◆ **BRANO PROPOSTO**
****

Aversa. Tari sulle aree adibite a parcheggio: il Comune vince al Tar

Il Tar ritiene legittima la determinazione delle tariffe TARI afferenti i costi del ciclo integrato dei rifiuti per l’amministrazione comunale guidata dal Sindaco Golia con assessore al ramo Dott. Mario De Michele , difesa dall’ avvocatura comunale avv. Giuseppe Nerone e avv. Domenico Pignetti per una vicenda che la vedeva esposta per profili di impatto sul bilancio. A seguito del ricorso promosso da alcune delle maggiori cooperative, società che operano nel settore parcheggi

Il Tar ha così statuito.

Il Comune nella commisurazione della tariffa tiene conto dei criteri determinati con il regolamento di cui al decreto del Presidente della Repubblica 27 aprile 1999, n. 158” (c.d. metodo normalizzato). L’art. 3 del citato regolamento prevede al riguardo che la tariffa è composta da una parte fissa, determinata in relazione alle componenti essenziali del costo del servizio, riferite in particolare agli investimenti per le opere e dai relativi ammortamenti, e da una parte variabile, rapportata alle quantità di rifiuti conferiti, al servizio fornito e all’entità dei costi di gestione.

L’art. 1, comma 652, della L. n. 147/2013 dispone poi che il Comune, in alternativa ai criteri di cui al comma 651 e nel rispetto del principio “chi inquina paga”, sancito dall’articolo 14 della direttiva 2008/98/CE del Parlamento europeo e del Consiglio, del 19 novembre 2008, relativa ai rifiuti, può commisurare la tariffa alle quantità e qualità medie ordinarie di rifiuti prodotti per unità di superficie, in relazione agli usi e alla tipologia delle attività svolte nonché al costo del servizio sui rifiuti.

****

◆ **IL TUO OBIETTIVO**
Estrai per intero il brano sulla sentenza del Tar relativa alla TARI di Aversa, riproducendolo parola per parola, titolo compreso.

◆ **MATERIALE FORNITO**

****

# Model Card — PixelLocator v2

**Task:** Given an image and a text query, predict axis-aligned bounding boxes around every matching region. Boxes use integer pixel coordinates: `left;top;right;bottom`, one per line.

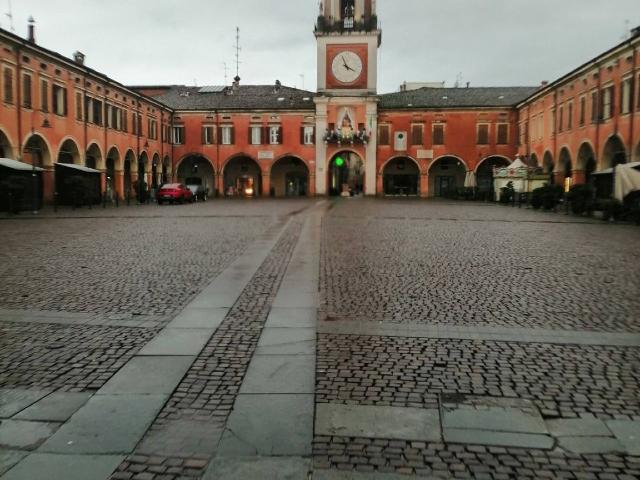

****

◆ **RISPOSTA ALL'ESERCIZIO**
Aversa. Tari sulle aree adibite a parcheggio: il Comune vince al Tar

Il Tar ritiene legittima la determinazione delle tariffe TARI afferenti i costi del ciclo integrato dei rifiuti per l’amministrazione comunale guidata dal Sindaco Golia con assessore al ramo Dott. Mario De Michele , difesa dall’ avvocatura comunale avv. Giuseppe Nerone e avv. Domenico Pignetti per una vicenda che la vedeva esposta per profili di impatto sul bilancio. A seguito del ricorso promosso da alcune delle maggiori cooperative, società che operano nel settore parcheggi

Il Tar ha così statuito.

Il Comune nella commisurazione della tariffa tiene conto dei criteri determinati con il regolamento di cui al decreto del Presidente della Repubblica 27 aprile 1999, n. 158” (c.d. metodo normalizzato). L’art. 3 del citato regolamento prevede al riguardo che la tariffa è composta da una parte fissa, determinata in relazione alle componenti essenziali del costo del servizio, riferite in particolare agli investimenti per le opere e dai relativi ammortamenti, e da una parte variabile, rapportata alle quantità di rifiuti conferiti, al servizio fornito e all’entità dei costi di gestione.

L’art. 1, comma 652, della L. n. 147/2013 dispone poi che il Comune, in alternativa ai criteri di cui al comma 651 e nel rispetto del principio “chi inquina paga”, sancito dall’articolo 14 della direttiva 2008/98/CE del Parlamento europeo e del Consiglio, del 19 novembre 2008, relativa ai rifiuti, può commisurare la tariffa alle quantità e qualità medie ordinarie di rifiuti prodotti per unità di superficie, in relazione agli usi e alla tipologia delle attività svolte nonché al costo del servizio sui rifiuti.